Screener Adventures from American Snipers to British Painters (Pt. 2)

Previously... I shared brief thoughts about rewatches of Big Hero, Grand Budapest, Babadook well as The Homesman and Skeleton Twins.

What came next in the home-screening adventures, you ask? Here I am to answer. I haven't had as much time as I'd hope (aint that always the case) but I've been trying to cram movies in. Here are a handful of notes on movies from the screener stack.

AMERICAN SNIPER
Credit where credit is due: For once a Clint Eastwood movie is not filmed like its sinking into an inky black void where color is a total affront to sober intent. It turns out Tom Stern can make movies that take place in reasonably well lit places. Okay, okay, let's not get carried away. It's still largely colorless but this time there is daylight though the subject matter remains brutal. I'm not sure what to make of its dead-eyed killings which aren't filmed with any rah-rah glee that you'd think would accompany the movie's conservative America is #1 conservatism. Even its one note patriotism is presented rather than, I think, fully endorsed: Chris Kyle, very well played by Bradley Cooper though there isn't much in the way of an arc, memorably refuses to engage with any criticism and is all "God, Family, & Country" in each scene. But something about its very matter-of-fact presentation and inarticulate hero wore me down after awhile despite gripping action sequences. I have no idea how Oscar might respond but my hunch is it's either full hog or both sound nominations only a la Lone Survivor

Meryl's Insane Bankability Continues! Well done, diva.INTO THE WOODS
Reviewed by ranking its musical numbers here. It was the second time I'd seen it having watched it on a big screen originally. Weirdly I think the cinematography, which often looked too muddy and dark on the screen works a little better on a TV. But anyway...  let's hear it for Disney for a great opening weekend. It's important that musicals do well so that we get more of them! Into the Woods won not only the biggest opening weekend ever for a Broadway adaptation but the biggest of Meryl Streep's career, as well. I imagine we'll continue to talk about Into the Woods for a while --  multiple Oscar nominations coming -- so I'll let this be all for this post.

THE JUDGE
I already peed on that here but it keeps haunting me like bad trip flashbacks. Especially the dye job on Vera Farmiga who deserves better Hollywood, come on. Also that scene where RDJ is like superhero-lawyer and stops a bar fight with the power of his wily words!

◆ DATASET SECTION ◆
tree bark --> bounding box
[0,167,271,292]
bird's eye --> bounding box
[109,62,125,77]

◆ WRITTEN TASKS ◆
1/ Switch "Disney" to "the studio" in the screener notes post, and write out the passage starting with "Meryl's Insane Bankability" and going on through "for this post.".
2/ Resume the screener notes post after its last sentence.

◆ EXERCISE RESULTS ◆
1/
Meryl's Insane Bankability Continues! Well done, diva.INTO THE WOODS
Reviewed by ranking its musical numbers here. It was the second time I'd seen it having watched it on a big screen originally. Weirdly I think the cinematography, which often looked too muddy and dark on the screen works a little better on a TV. But anyway...  let's hear it for the studio for a great opening weekend. It's important that musicals do well so that we get more of them! Into the Woods won not only the biggest opening weekend ever for a Broadway adaptation but the biggest of Meryl Streep's career, as well. I imagine we'll continue to talk about Into the Woods for a while --  multiple Oscar nominations coming -- so I'll let this be all for this post.

2/
ONLY LOVERS LEFT ALIVE
A love letter from Tangiers & Detroit to all of you who recommended this movie throughout the year. Though I was once the type who would rush to anything vampiric, I'll readily admit that Hollywood's overuse of the bloodsuckers finally wore me out; I've been avoiding all such movies for years now. But I should have trusted Jim Jarmusch to come at it from an entirely different angle and I don't know how I missed that it was shot by Yorick Le Saux who won my silver medal for cinematography in 2010 for I Am Love. Detroit has never looked so beautifully haunted, Tilda and Tom couldn't have been a more exotically languid well-cultured pair, its slow moods weren't trying but contemplative, and the ending was pitch-perfect delayed gratification.

Excusez moi


MR TURNER
A surprise. If you only listen to this movie as opposed to watching it (which is what I sometimes do when The Boyfriend is watching TV) it sounds rather like a horror movie. I'm not kidding. There are a lot of scary animalistic noises supposedly emanating from human people (not just Spall's famed grunt speak) and the score by Gary Yershon might be the creepiest outside of Under the Skin this year.  

P.S. Speaking of The Boyfriend...
This time of year chez moi he watches a ton of screeners since he doesn't go to many critics screenings with me. I usually don't watch carefully (having already seen them) and drift in and out as I'm working. He is unpredictable about movies. He loved Pride and Ida (as most sane people do), thought Mr Turner was "good. well made" but clearly had no passion for it. Cried huge apartment-flooding puddles during Still Alice and Wild, and inexplicably H-A-T-E-D both Force Majeure and A Most Violent Year (what the what??? x 2). Finally, he was paying so little attention to Love is Strange that I had to make him shut it off. That wonderful movie from Ira Sachs is too delicate for half-watching. It requires your full attention or that glorious final 15 minutes just won't resonate.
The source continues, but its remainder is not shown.